Timing of events in demographic models#

This document provides several examples showing when events happen in demographic models.

We will define very simple setups that allow very simple assertions about their outcomes. While most simulations will involve more complex setups, the advantage of simplicity here is that we can easily validate the results because we can easily reason about the models.

These examples come from the fwdpy11 test suite.

The key concept here is that the demes specification defines an epoch as a half open interval on [present, past). Our reasoning about the outcomes of data that we record during simulation involves breaking our models up into half open intervals and asking questions about them.

Why do we spend time going over this? Imagine that you want to know the details about the ancestry of a given generation in your simulation. For example, the ancestry of the generation born during a pulse. One way to do that would be to preserve both the pulse generation and its parent generation as ancient samples. (See here.) To do such sampling you need to know when to sample!

Some setup#

During some of our simulations, we will record the current time point and the part of the metadata containing individual parents.

We can use a simple data class to record this information:

@dataclass
class Parents:
    generation: int
    parents: np.array


@dataclass
class RecordParents:
    parents: list

    def __call__(self, pop, _):
        md = np.array(pop.diploid_metadata, copy=False)
        self.parents.append(Parents(pop.generation, np.copy(md["parents"])))
######
• **Tasks to carry out**
A – From the event-timing text, extract everything between "This document provides" and "about the models.", inclusive.
B – Summarize the event-timing text in two sentences.
C – Answer these questions using the event-timing text:
(i) What is the source of the examples?
(ii) How does the demes specification define an epoch?
(iii) What two things are recorded during some of the simulations?
The lines after this point are separate material, not part of the event-timing text.

• **Source data**
######
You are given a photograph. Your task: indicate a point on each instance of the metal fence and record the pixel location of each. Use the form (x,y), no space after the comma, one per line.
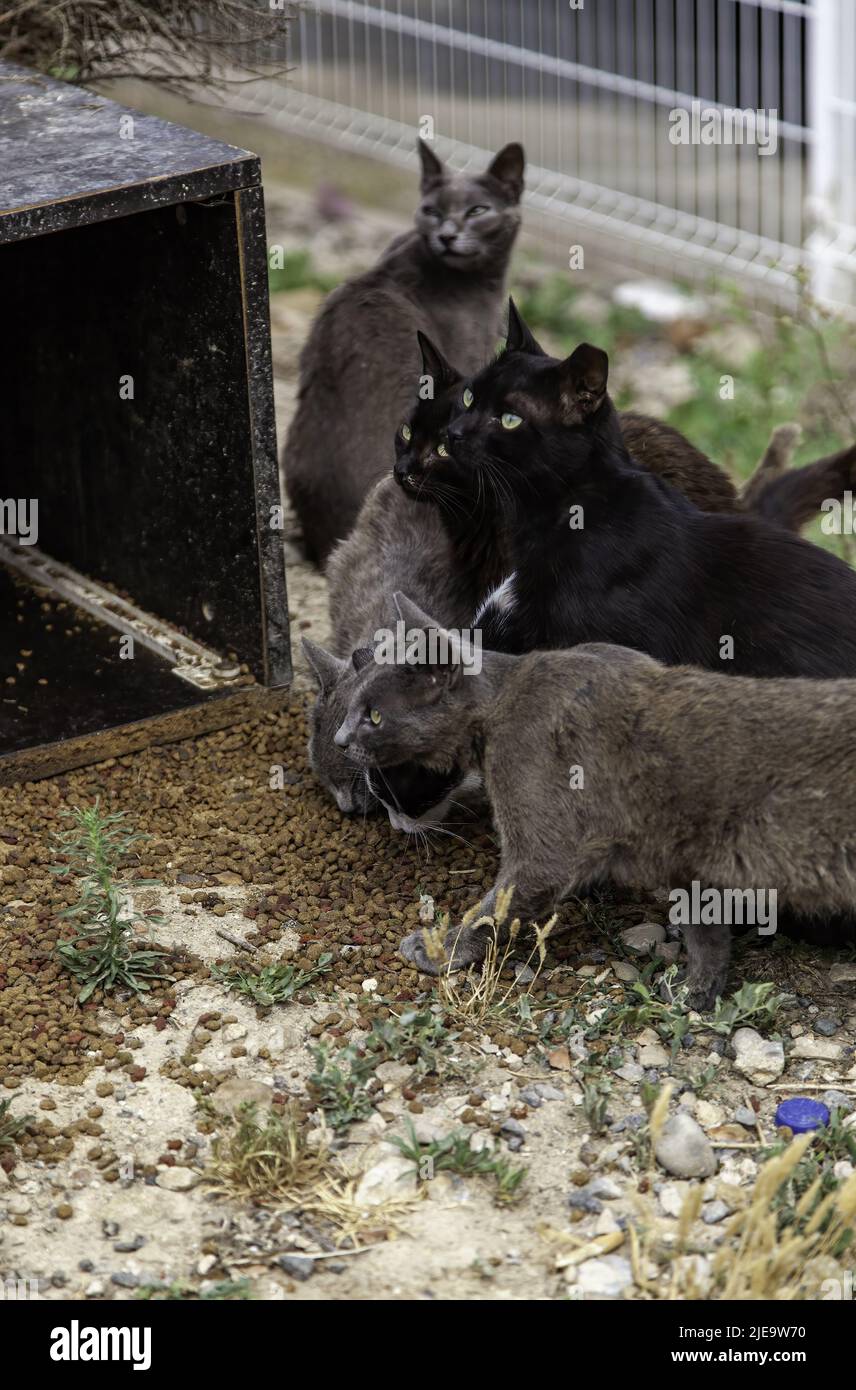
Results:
(591,88)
######
• **Task-by-task answers**
A –
This document provides several examples showing when events happen in demographic models.

We will define very simple setups that allow very simple assertions about their outcomes. While most simulations will involve more complex setups, the advantage of simplicity here is that we can easily validate the results because we can easily reason about the models.

B – The document gives simple examples, taken from the fwdpy11 test suite, showing when events happen in demographic models, with setups simple enough that their results are easy to validate. It rests on the demes specification defining an epoch as a half open interval on [present, past), and it uses a simple data class to record the current time point and the parents stored in individual metadata.

C –
(i) The fwdpy11 test suite.
(ii) As a half open interval on [present, past).
(iii) The current time point and the part of the metadata containing individual parents.